Records contained in a dataset

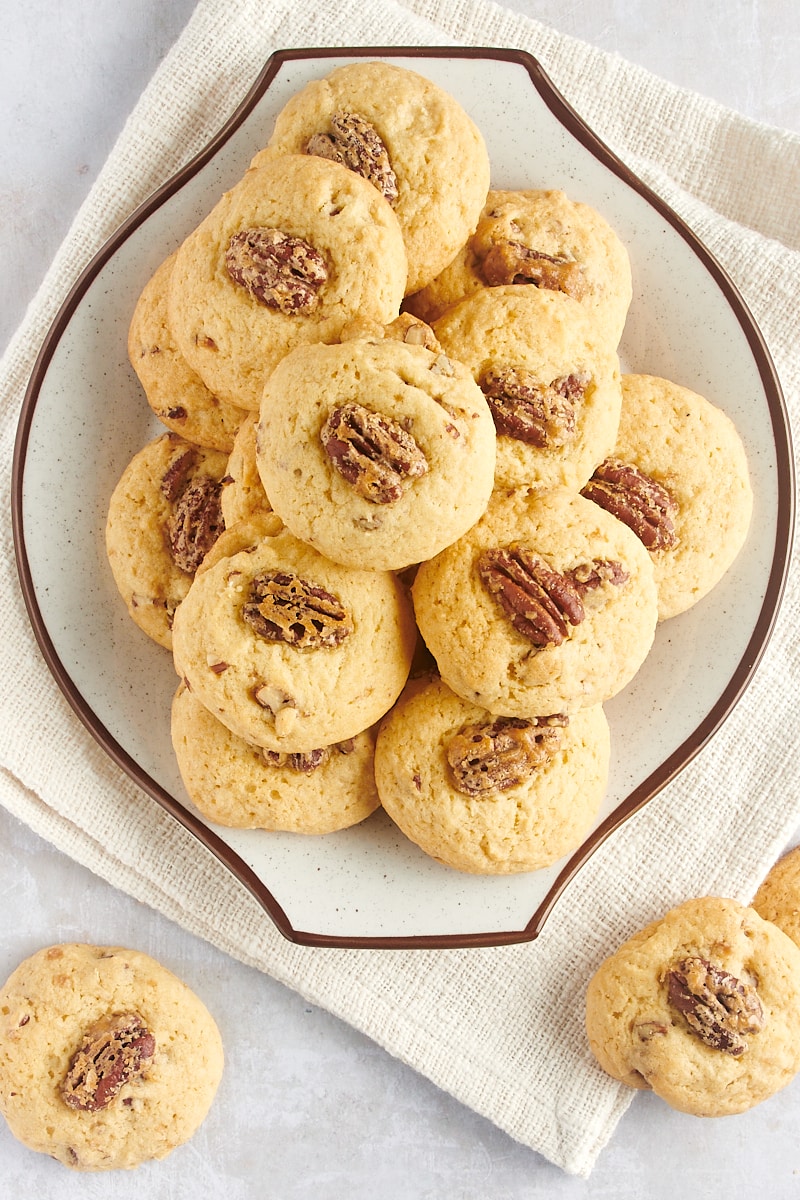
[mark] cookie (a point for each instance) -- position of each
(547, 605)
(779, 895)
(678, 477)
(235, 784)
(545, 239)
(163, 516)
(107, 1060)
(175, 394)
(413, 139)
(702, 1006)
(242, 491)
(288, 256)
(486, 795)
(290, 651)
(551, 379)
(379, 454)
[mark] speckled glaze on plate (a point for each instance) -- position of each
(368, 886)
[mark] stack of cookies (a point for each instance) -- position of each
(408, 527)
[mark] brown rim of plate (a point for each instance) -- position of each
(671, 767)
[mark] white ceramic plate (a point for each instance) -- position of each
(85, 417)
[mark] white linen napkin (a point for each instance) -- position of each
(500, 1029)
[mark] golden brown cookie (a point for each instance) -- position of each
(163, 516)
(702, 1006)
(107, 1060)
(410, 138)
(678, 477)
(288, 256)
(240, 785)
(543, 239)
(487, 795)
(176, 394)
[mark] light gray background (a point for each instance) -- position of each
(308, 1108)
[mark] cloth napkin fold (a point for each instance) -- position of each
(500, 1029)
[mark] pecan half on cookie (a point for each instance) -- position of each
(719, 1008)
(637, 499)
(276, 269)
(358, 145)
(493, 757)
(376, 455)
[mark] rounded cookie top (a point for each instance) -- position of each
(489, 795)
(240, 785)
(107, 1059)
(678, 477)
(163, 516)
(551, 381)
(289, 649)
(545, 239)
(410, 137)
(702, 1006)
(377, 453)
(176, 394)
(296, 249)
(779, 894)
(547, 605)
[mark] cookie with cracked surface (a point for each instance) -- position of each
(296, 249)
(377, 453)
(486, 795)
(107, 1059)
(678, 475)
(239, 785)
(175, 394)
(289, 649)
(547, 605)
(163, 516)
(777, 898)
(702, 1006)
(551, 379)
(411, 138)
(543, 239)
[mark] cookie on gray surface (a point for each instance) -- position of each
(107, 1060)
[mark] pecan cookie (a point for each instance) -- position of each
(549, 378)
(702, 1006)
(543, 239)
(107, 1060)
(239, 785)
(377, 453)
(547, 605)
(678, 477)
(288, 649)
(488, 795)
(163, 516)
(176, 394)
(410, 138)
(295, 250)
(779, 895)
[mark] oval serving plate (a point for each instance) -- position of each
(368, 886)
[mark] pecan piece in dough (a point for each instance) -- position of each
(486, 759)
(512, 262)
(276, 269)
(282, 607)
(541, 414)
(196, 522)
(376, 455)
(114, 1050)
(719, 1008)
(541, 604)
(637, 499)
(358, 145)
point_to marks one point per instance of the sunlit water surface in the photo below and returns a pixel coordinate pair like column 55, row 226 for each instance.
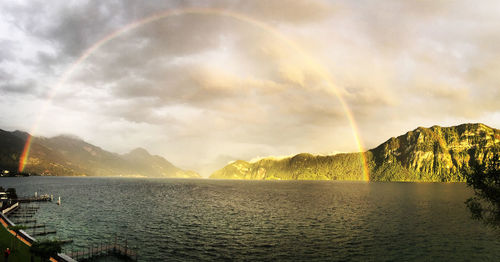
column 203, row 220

→ **Action item**
Reproduce each record above by retyping it exactly; omit all images.

→ **Answer space**
[mark] cookie (a point for each instance) -- position of each
(547, 605)
(779, 895)
(678, 477)
(235, 784)
(545, 239)
(163, 516)
(107, 1060)
(175, 394)
(413, 139)
(702, 1006)
(242, 491)
(288, 256)
(486, 795)
(290, 651)
(551, 379)
(379, 454)
[mark] speckled glaze on plate (a point for each instance) -- position of each
(368, 886)
[mark] stack of cookies (a point for each instance) -- position of each
(408, 527)
[mark] brown rim of plate (a point for each instance) -- position of each
(671, 767)
[mark] white ceramic plate (a point for each instance) -- position of each
(85, 417)
[mark] white linen napkin (a point for each instance) -- position of each
(500, 1029)
[mark] golden brown cookie (a point for each instance) -- position of each
(163, 516)
(702, 1006)
(107, 1060)
(410, 138)
(678, 477)
(288, 256)
(240, 785)
(543, 239)
(487, 795)
(176, 394)
[mark] light gray background (a point for each instance) -- position of each
(308, 1108)
[mark] cloth napkin fold (a point for each instance) -- position of each
(500, 1029)
[mark] pecan half on cookie (a point for each instance) -- position of each
(719, 1008)
(637, 499)
(276, 269)
(358, 145)
(493, 757)
(376, 455)
[mark] rounded cookie top (a point for each instance) -- position of each
(489, 795)
(240, 785)
(107, 1059)
(678, 477)
(163, 516)
(551, 381)
(289, 649)
(545, 239)
(410, 137)
(702, 1006)
(377, 453)
(176, 394)
(296, 249)
(779, 894)
(547, 605)
[mark] cookie with cracked surface (a point for each instance) -- position of each
(296, 249)
(377, 453)
(486, 795)
(107, 1059)
(678, 475)
(239, 785)
(175, 394)
(289, 649)
(547, 605)
(163, 516)
(777, 898)
(702, 1006)
(551, 379)
(411, 138)
(543, 239)
[mark] cookie on gray surface (a point for each instance) -- position of each
(107, 1060)
[mark] pecan cookie (a point for each instance) -- position of each
(549, 378)
(702, 1006)
(543, 239)
(107, 1060)
(239, 785)
(377, 453)
(547, 605)
(678, 477)
(288, 649)
(488, 795)
(163, 516)
(176, 394)
(410, 138)
(295, 250)
(779, 895)
[mark] oval serving plate (a point for each instance) -- position of each
(368, 886)
[mark] pecan piece in dough (a point for each instance) -- position of each
(486, 759)
(512, 262)
(276, 269)
(282, 607)
(541, 414)
(196, 522)
(376, 455)
(114, 1050)
(719, 1008)
(541, 604)
(637, 499)
(358, 145)
point_to marks one point per instance of the sunlit water surface in the photo below and returns a pixel coordinate pair like column 55, row 226 for each instance.
column 203, row 220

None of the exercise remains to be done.